━━━━━ Text shown

Suunto D6 in full panic mode (part I)

On the second dive we did at Doodles during our trip to Ponta do Ouro, something happened that caused my dive profile to look like this (click on the image to embiggen):

Profile (from MacDive) of a dive at Doodles
Profile (from MacDive) of a dive at Doodles

Fortunately that something was not me falling down an 89 metre deep hole in the ocean floor whilst breathing off a 12 litre cylinder of air, 45 minutes into a dive. It was something going wrong with (we think) the pressure sensor of my Suunto D6 dive computer. I have had the computer for a few years, and apart from the compass appearing to have packed up, it has been a fantastic device.

The first inkling of trouble that I had was when the computer started beeping at me, and when I looked down to see what was up, it said we were at 89 metres. Sunlight was falling on me, so I thought this unlikely. I checked with Christo, and he didn’t think we were that deep either. Nor did his computer. Fortunately I had been diving with a group for a few days, and we were well within our decompression limits at a depth of 14-15 metres. Losing the computer three quarters of the way through a dive wasn’t the disaster it could have been.

I took this picture shortly after the beeping started. The display at the top of the screen shows that the computer is reading 76.7 metres. The maximum depth of 89.0 metres shows at the bottom left. The bottom right shows the oxygen partial pressure, at 1.9. This is greater than the 1.2 limit that I have set for myself inside the computer. The computer thinking that I had rapidly exceeded the maximum PPO2 is probably the initial cause of the beeping I heard.

Suunto D6 showing 76.7 metres' depth
Suunto D6 showing 76.7 metres’ depth

In the middle of the screen you can see a large number 8.0, which is the depth to which the computer wants me to ascend in order to do a decompression stop. Next to that number is an arrow below two horizontal lines, and the number 35. This is how long I should stop at 8 metres in order to fulfil the calculated decompression obligation.

━━━━━━━━━━

Carry on the account of the Suunto D6 malfunction from the point where it stops. The listing after this has nothing to do with the work here.

━━━━━ Data

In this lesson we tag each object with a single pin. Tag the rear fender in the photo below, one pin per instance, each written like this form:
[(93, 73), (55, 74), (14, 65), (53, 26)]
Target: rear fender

━━━━━━━━━━

> _The reply_:
The D6 thinks we have ascended to 47 metres now
The D6 thinks we have ascended to 47 metres now

After a few minutes (I was actually busy ending my dive with a 5 metre safety stop) the computer believed I had ascended to 47.3 metres. By that stage it wanted me to go to 11 metres for a 45 minute stop. When I surfaced after about 60 minutes of dive time, the computer stayed in dive mode, thinking that I was still at a depth of about 35 metres. It continued registering a slow, quite smooth ascent for another hour and a half, as seen in the dive profile above.

The computer was still very grumpy when it took itself out of dive mode in a mug of warm water in the bathroom of Planet Scuba, while we were eating a post-dive lunch. The ascent profile it registered did not fulfil the calculated decompression obligations, and it showed that I had violated my decompression ceiling (either by taking too long to ascend to start the stops, or by not spending enough time at the stop depth).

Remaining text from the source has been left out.